Problem requirements:
Count the lines in the records below that contain the word "roof", and reply with only that number.

Material to process:
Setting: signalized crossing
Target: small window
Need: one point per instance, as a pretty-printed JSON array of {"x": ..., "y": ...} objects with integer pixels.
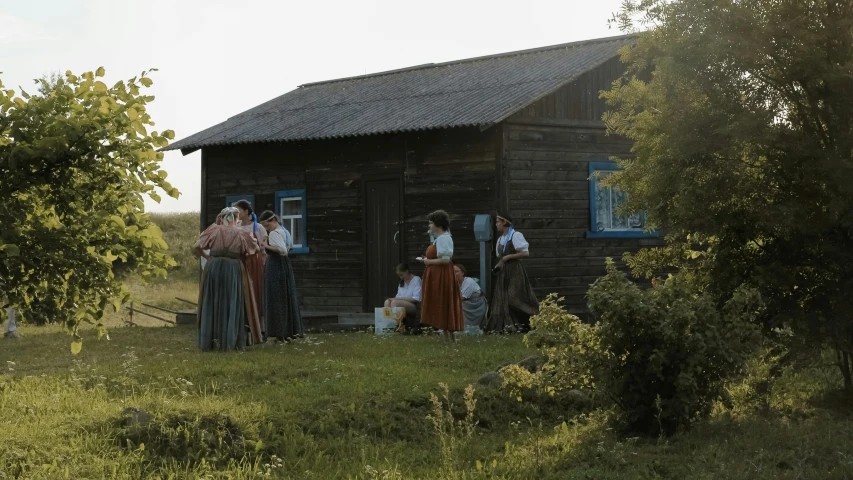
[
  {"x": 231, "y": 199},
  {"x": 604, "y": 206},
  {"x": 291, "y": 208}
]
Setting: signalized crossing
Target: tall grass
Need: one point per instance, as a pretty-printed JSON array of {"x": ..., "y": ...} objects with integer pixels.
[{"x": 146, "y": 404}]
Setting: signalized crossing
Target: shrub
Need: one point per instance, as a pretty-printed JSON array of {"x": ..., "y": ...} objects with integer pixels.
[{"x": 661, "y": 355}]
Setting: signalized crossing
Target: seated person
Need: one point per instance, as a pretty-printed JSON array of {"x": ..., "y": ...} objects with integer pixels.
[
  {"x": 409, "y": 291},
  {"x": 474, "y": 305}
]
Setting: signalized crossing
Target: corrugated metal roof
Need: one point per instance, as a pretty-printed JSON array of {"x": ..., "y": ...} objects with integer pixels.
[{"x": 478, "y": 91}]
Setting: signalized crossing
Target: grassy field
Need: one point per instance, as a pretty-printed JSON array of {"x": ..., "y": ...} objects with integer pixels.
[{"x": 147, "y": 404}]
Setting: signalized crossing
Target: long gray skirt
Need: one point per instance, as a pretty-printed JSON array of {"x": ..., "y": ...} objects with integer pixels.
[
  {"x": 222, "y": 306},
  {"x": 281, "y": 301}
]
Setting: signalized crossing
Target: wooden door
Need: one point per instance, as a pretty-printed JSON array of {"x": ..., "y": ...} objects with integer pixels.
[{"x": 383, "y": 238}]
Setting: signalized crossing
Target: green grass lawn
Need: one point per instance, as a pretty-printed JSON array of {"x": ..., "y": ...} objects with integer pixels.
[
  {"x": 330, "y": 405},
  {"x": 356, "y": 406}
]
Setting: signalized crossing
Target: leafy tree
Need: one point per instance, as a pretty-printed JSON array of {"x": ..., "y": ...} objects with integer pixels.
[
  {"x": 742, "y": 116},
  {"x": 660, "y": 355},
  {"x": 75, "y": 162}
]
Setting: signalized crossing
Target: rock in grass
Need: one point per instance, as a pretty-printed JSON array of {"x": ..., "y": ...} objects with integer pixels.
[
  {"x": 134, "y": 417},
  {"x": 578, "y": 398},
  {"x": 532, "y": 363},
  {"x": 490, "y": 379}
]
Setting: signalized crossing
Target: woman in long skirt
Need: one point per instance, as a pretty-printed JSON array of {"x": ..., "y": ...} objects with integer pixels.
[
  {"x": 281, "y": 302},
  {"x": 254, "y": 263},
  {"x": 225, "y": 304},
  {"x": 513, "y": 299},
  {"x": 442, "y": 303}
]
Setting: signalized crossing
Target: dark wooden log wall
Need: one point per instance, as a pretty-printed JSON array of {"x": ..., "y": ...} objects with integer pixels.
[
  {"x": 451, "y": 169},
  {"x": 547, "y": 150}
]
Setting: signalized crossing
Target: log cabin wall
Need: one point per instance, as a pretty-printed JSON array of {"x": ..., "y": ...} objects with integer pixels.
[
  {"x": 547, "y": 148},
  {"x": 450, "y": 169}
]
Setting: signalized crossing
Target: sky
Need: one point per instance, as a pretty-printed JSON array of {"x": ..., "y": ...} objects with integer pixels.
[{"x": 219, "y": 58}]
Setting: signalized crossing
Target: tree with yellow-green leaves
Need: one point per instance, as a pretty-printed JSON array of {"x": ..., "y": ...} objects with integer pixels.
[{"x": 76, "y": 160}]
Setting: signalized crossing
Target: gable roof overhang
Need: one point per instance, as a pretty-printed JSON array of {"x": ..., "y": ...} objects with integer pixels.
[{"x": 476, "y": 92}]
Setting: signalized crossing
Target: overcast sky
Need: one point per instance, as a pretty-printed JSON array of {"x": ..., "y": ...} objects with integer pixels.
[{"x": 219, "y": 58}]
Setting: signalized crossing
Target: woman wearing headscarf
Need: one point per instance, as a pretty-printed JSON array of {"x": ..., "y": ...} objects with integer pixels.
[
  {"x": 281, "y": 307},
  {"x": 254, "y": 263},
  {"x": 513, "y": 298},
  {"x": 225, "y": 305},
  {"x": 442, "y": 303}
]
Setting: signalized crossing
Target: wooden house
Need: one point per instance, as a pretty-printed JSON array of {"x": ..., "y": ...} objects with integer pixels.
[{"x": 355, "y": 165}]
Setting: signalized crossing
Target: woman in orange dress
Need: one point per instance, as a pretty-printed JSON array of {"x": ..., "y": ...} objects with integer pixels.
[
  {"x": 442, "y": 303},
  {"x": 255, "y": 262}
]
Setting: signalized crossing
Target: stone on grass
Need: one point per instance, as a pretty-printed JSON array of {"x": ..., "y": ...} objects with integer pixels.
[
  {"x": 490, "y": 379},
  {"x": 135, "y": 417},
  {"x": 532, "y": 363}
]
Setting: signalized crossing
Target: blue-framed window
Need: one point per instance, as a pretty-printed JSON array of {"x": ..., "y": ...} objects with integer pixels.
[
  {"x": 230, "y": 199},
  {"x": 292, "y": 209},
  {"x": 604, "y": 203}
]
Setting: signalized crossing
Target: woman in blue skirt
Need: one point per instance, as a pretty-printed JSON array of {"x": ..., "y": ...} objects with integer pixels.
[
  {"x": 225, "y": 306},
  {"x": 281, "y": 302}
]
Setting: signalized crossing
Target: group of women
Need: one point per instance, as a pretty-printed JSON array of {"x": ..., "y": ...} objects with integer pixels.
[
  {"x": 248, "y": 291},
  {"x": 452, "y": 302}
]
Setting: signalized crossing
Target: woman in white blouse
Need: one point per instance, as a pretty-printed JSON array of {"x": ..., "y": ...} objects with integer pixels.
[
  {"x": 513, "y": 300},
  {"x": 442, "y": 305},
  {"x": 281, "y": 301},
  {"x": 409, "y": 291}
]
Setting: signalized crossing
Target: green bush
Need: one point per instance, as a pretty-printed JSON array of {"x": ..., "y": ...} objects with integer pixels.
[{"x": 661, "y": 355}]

* * *

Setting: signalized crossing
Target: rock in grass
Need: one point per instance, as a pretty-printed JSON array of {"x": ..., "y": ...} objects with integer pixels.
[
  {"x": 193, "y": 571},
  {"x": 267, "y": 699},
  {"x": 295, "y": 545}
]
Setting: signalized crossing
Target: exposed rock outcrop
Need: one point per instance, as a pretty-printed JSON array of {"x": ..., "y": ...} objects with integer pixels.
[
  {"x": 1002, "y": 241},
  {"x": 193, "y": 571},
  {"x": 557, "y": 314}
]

==

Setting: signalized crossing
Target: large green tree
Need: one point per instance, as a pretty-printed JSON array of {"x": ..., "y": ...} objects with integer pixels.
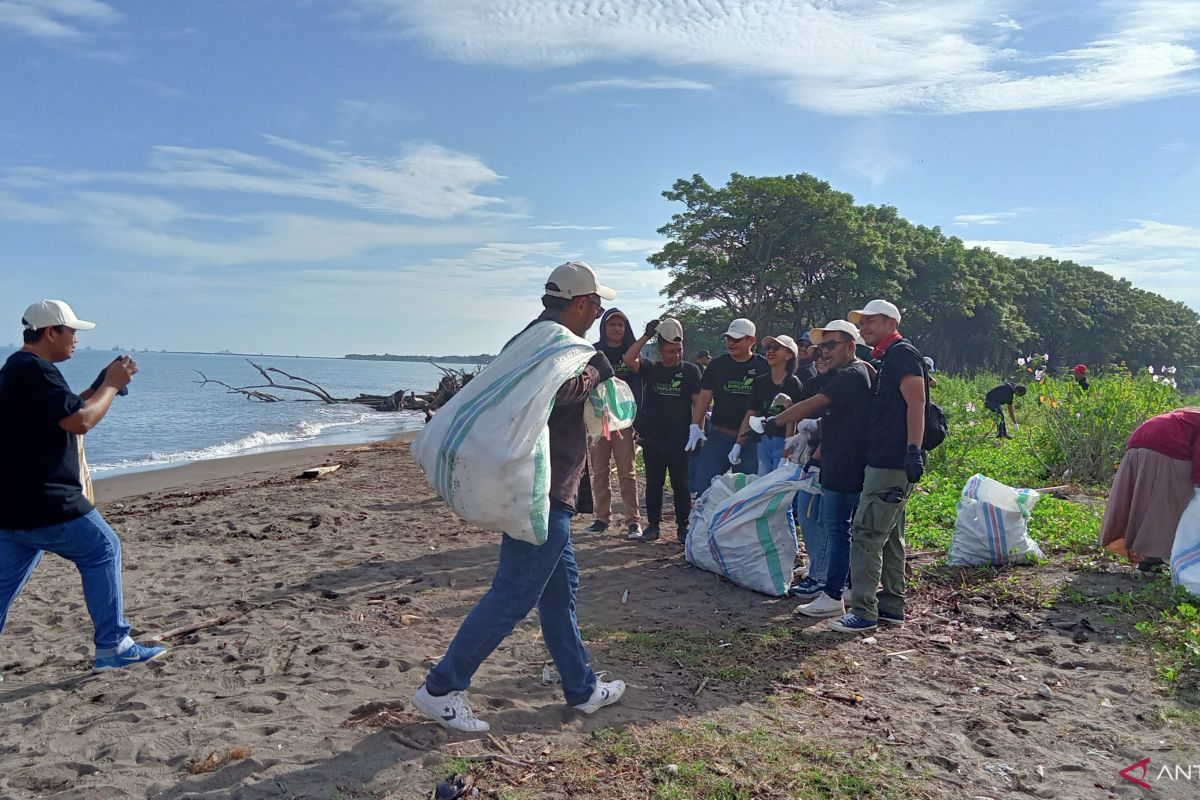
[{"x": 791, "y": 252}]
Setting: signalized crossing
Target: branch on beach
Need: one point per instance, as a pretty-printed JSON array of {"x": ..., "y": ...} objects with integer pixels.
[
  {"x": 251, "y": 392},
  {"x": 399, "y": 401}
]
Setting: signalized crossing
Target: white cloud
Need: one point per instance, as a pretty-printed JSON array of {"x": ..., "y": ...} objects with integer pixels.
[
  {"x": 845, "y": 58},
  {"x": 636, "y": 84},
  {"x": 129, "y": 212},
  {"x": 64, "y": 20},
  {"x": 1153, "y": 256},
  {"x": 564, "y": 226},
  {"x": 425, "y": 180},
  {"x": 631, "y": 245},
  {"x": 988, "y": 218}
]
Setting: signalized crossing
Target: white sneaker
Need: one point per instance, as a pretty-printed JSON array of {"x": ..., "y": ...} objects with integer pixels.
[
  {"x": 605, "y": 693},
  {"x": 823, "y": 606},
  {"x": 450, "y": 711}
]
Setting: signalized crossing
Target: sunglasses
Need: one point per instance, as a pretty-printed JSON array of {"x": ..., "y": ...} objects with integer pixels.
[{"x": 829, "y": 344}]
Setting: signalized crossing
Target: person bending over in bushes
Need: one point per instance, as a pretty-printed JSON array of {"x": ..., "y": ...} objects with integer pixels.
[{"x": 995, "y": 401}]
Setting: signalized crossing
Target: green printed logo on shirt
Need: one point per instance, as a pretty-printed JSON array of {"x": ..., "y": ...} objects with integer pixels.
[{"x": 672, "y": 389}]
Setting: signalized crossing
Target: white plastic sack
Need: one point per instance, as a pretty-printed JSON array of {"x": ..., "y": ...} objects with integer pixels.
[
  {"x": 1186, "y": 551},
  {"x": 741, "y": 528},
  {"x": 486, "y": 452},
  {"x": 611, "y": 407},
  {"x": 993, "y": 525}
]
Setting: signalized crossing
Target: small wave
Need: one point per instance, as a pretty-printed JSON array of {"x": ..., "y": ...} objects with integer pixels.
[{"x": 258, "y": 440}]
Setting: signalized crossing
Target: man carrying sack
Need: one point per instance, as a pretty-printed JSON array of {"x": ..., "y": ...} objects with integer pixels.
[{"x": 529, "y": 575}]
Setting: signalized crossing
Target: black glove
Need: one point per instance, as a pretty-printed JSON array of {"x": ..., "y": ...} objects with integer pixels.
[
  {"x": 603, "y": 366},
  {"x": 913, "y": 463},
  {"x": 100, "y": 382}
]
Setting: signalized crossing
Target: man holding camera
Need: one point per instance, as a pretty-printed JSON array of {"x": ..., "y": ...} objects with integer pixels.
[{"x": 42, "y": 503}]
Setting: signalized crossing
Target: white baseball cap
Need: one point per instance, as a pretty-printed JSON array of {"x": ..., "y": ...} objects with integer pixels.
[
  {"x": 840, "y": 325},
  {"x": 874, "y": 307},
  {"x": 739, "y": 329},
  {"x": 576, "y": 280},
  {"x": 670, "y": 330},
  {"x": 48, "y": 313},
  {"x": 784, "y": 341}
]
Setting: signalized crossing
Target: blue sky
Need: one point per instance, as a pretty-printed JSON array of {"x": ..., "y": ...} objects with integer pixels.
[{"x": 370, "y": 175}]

Exercise output:
2